→ What you should do
Locate the line containing "Indicate the mdc" in the material below. Copy that line and all following lines through the end exactly, omitting any pictures.

= = = = =

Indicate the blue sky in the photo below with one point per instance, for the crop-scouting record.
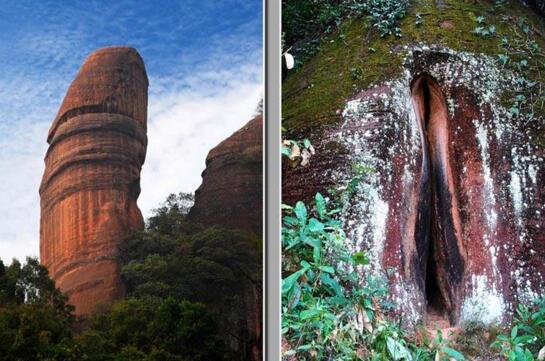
(204, 62)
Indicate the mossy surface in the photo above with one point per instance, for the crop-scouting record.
(356, 57)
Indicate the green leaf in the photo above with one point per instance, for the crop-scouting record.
(289, 282)
(315, 225)
(327, 269)
(320, 205)
(335, 286)
(306, 314)
(397, 350)
(514, 332)
(453, 353)
(360, 258)
(313, 242)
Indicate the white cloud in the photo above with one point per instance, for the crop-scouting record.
(183, 125)
(21, 162)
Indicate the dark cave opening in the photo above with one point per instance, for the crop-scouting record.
(430, 108)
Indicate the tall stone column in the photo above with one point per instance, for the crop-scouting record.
(97, 145)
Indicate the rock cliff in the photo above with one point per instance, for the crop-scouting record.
(97, 145)
(454, 135)
(231, 193)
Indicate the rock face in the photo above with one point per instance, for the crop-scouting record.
(231, 193)
(97, 145)
(455, 201)
(231, 196)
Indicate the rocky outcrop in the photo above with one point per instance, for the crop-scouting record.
(231, 193)
(454, 201)
(231, 196)
(97, 145)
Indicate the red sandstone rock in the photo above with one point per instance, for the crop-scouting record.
(231, 193)
(97, 145)
(456, 200)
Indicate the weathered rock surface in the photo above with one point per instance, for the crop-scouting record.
(231, 193)
(455, 202)
(231, 196)
(97, 145)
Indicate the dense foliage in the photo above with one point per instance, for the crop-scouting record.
(327, 312)
(190, 292)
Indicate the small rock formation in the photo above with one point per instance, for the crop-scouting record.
(231, 196)
(231, 193)
(97, 145)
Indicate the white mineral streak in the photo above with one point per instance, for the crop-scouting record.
(385, 119)
(483, 303)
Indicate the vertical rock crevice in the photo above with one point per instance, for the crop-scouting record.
(438, 227)
(91, 182)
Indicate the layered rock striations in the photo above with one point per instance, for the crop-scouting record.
(97, 145)
(231, 193)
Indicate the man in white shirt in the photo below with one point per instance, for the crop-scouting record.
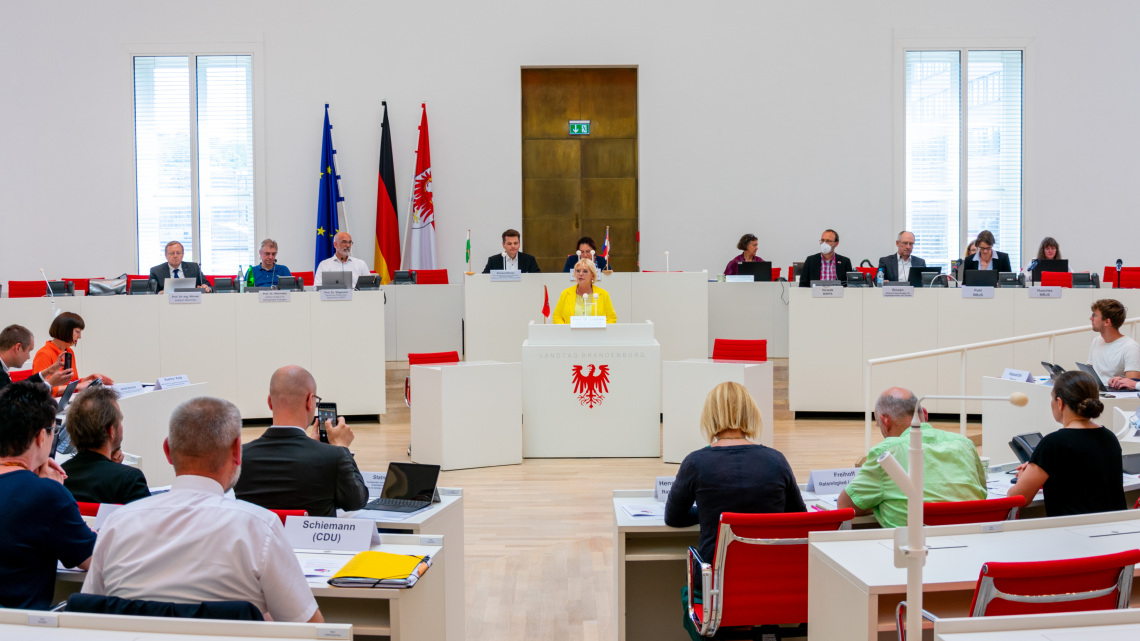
(193, 544)
(1114, 356)
(341, 260)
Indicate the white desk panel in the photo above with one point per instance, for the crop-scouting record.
(273, 334)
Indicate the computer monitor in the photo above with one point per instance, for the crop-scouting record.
(980, 278)
(1045, 265)
(759, 272)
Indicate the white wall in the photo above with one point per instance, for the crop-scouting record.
(773, 118)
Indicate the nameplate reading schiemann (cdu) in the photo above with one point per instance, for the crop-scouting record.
(326, 533)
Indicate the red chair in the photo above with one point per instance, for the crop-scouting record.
(1056, 280)
(982, 511)
(285, 513)
(1035, 587)
(26, 289)
(766, 581)
(430, 276)
(729, 349)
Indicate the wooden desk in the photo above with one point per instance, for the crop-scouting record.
(854, 586)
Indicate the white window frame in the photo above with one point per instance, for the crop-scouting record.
(958, 40)
(205, 47)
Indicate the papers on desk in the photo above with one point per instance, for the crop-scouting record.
(644, 509)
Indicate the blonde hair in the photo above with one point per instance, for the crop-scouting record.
(729, 406)
(589, 265)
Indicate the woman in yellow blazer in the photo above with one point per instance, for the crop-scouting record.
(596, 302)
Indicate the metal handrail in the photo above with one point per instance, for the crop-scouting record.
(962, 349)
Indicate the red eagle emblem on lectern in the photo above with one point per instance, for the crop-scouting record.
(592, 388)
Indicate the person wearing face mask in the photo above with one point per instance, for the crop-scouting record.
(96, 473)
(211, 548)
(827, 265)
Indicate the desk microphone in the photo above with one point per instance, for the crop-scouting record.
(50, 293)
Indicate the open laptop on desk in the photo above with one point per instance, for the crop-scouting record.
(408, 487)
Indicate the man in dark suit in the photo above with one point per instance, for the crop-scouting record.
(511, 257)
(288, 469)
(176, 268)
(16, 346)
(827, 265)
(96, 473)
(897, 266)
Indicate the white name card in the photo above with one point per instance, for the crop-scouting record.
(977, 292)
(505, 275)
(330, 534)
(335, 294)
(1044, 292)
(1019, 375)
(374, 481)
(830, 481)
(170, 382)
(587, 322)
(898, 291)
(278, 295)
(184, 298)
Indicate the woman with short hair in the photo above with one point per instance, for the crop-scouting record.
(1077, 465)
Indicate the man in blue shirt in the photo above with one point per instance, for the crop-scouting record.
(267, 274)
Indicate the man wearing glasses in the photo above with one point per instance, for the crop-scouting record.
(341, 260)
(897, 266)
(827, 265)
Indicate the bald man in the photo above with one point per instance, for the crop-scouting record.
(952, 470)
(342, 260)
(287, 468)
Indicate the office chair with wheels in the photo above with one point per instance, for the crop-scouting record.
(1035, 587)
(764, 579)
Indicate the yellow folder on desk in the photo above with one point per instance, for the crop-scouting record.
(374, 568)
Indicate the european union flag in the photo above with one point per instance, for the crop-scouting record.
(327, 204)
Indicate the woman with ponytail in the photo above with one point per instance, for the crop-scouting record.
(1079, 465)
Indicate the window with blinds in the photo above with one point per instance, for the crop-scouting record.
(963, 136)
(194, 159)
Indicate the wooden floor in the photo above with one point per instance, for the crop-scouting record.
(539, 548)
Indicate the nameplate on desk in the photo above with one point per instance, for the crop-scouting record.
(336, 294)
(898, 291)
(1037, 291)
(587, 322)
(275, 295)
(328, 533)
(1019, 375)
(184, 298)
(171, 382)
(977, 292)
(506, 276)
(374, 481)
(828, 291)
(830, 481)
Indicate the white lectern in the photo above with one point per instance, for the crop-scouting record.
(684, 387)
(591, 392)
(466, 414)
(146, 423)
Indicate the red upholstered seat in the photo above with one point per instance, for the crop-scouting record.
(729, 349)
(971, 511)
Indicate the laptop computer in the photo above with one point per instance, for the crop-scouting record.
(980, 278)
(759, 272)
(408, 487)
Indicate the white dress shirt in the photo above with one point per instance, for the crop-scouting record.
(192, 544)
(332, 264)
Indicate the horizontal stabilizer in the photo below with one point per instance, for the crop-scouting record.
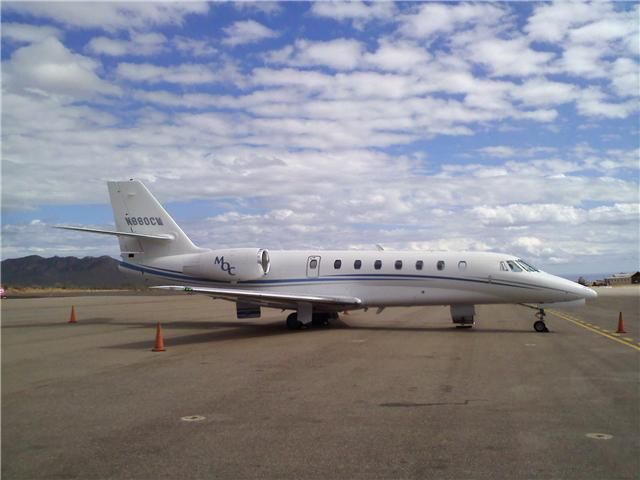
(283, 300)
(119, 234)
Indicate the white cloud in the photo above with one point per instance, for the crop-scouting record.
(140, 44)
(593, 102)
(266, 7)
(357, 11)
(25, 33)
(438, 18)
(194, 47)
(626, 77)
(398, 56)
(248, 31)
(110, 16)
(551, 22)
(508, 57)
(49, 67)
(542, 92)
(186, 74)
(500, 151)
(338, 54)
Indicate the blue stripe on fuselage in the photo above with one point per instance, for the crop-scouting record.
(333, 278)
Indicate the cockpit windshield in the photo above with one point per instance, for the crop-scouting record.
(527, 266)
(514, 266)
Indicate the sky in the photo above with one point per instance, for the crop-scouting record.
(508, 127)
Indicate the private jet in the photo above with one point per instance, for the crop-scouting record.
(318, 284)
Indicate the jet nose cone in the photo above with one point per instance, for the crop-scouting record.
(590, 293)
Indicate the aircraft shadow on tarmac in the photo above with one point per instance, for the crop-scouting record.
(236, 330)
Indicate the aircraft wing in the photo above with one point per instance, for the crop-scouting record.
(269, 299)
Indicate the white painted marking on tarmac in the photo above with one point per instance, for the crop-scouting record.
(193, 418)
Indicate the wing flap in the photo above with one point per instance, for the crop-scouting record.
(268, 299)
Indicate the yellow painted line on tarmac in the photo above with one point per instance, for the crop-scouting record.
(624, 341)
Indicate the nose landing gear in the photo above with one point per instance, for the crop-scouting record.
(539, 325)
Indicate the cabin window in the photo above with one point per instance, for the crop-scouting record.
(513, 266)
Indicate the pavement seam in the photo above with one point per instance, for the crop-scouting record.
(597, 330)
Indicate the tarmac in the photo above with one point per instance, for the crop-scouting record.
(402, 394)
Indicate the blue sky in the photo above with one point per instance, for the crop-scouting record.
(443, 126)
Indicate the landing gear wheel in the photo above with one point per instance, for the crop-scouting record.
(539, 326)
(320, 320)
(293, 323)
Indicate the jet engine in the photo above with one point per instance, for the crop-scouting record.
(230, 265)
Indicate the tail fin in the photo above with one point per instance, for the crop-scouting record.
(138, 212)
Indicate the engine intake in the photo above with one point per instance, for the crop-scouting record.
(230, 265)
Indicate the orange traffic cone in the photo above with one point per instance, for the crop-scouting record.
(620, 324)
(159, 346)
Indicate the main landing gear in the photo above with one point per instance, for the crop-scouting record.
(539, 325)
(319, 319)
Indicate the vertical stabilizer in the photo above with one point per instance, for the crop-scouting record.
(136, 210)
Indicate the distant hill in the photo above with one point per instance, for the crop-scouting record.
(65, 272)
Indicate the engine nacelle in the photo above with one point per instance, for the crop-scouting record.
(230, 265)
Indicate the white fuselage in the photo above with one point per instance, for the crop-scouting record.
(446, 278)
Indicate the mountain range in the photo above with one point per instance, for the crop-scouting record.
(65, 272)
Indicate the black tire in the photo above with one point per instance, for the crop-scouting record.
(293, 323)
(320, 320)
(539, 326)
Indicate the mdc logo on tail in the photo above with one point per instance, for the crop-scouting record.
(225, 266)
(143, 220)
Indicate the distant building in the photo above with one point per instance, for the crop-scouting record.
(623, 279)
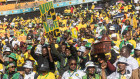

= = = = =

→ Answer box
Indicate the mdc logo on tail in the photo above with one point per instance, for the crop-scouting record.
(225, 266)
(143, 220)
Indicate the distant building in the photo above with one point per instance, for the crop-scouting record.
(623, 279)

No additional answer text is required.